As happens for a brief window of time every four years, America has soccer fever! More people tuned in to watch USA play Ghana on ESPN on Monday evening than watched the Spurs topple the Heat on Sunday night on ABC—and that doesn’t include the 3.8 million who tuned in to Univision to watch the game. That means that millions of Americans saw Clint Dempsey, who is in the midst of his once-every-four-year run as Nacogdoches’ favorite son (briefly displacing former senator Kay Bailey Hutchison and author Joe R. Lansdale), score the fastest goal in US World Cup history, with a quick point 32 seconds into the match. 

Of course, outside of the weeks-long window that occurs during the World Cup, America’s interest in soccer is, to say the least, tame. Nonetheless, there continue to be attempts to grow the game in the US—and there are two Texas cities who have just announced that they have their eye on the MLS prize. 

Those cities, unsurprisingly, are Austin and El Paso, the state’s two largest cities without major league professional sports franchises to call their own—El Paso and Austin.

Major League Soccer will be expanding in coming years. The league currently has nineteen teams, with three confirmed expansion teams on the docket—in New York City, Orlando, Florida, and Atlanta—between now and 2017, and officials say that the vision is to have 24 teams by 2020. For the past several years, San Antonio has been the frontrunner among Texas cities to claim an MLS team, but recent moves by Austin and El Paso make it clear that if Texas is going to factor into MLS’ plans, it may end up being a three-way race. 

Austin took its steps to make it into MLS last week, when the Austin Aztex of the Premier Development League—roughly analogous to Minor League Baseball’s single-A ball—announced that, for the 2015 season, they’d be moving up to the USL Pro league. That means that the players will be getting paid, the competition will get stiffer, and the team will be further on the MLS radar. That includes inking an affiliate deal with an existing MLS franchise, where Aztex could serve as a feeder team to, presumably, FC Dallas or the Houston Dynamo. 

“Our ambition is to turn the Austin Aztex into a ‘house of excellence’ geared towards nurturing and developing the best professional players on and off the field.”

> DATA BLOCK
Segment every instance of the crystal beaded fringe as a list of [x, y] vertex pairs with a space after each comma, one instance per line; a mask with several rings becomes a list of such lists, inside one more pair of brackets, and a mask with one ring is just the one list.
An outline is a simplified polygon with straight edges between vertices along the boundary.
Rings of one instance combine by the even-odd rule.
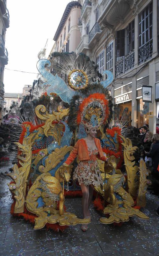
[[45, 182], [42, 180], [41, 180], [41, 184], [42, 189], [48, 194], [52, 200], [54, 201], [59, 201], [60, 200], [59, 195], [54, 193], [52, 193], [49, 189], [47, 188], [47, 184], [50, 184], [50, 183]]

> TASKS TO COMPLETE
a - In the soccer article, condense the paragraph beginning "Major League Soccer will be expanding" into a short bulleted list that keeps its main facts.
b - Copy everything from "Major League Soccer" down to "a three-way race." in the soccer article word for word.

> THE RESPONSES
a -
- Major League Soccer plans to expand in the coming years.
- It currently has nineteen teams, with three confirmed expansion teams (New York City, Orlando, and Atlanta) due by 2017.
- League officials aim to reach 24 teams by 2020.
- San Antonio has been the leading Texas city for an MLS team for several years.
- Recent moves by Austin and El Paso could make it a three-way race.

b -
Major League Soccer will be expanding in coming years. The league currently has nineteen teams, with three confirmed expansion teams on the docket—in New York City, Orlando, Florida, and Atlanta—between now and 2017, and officials say that the vision is to have 24 teams by 2020. For the past several years, San Antonio has been the frontrunner among Texas cities to claim an MLS team, but recent moves by Austin and El Paso make it clear that if Texas is going to factor into MLS’ plans, it may end up being a three-way race.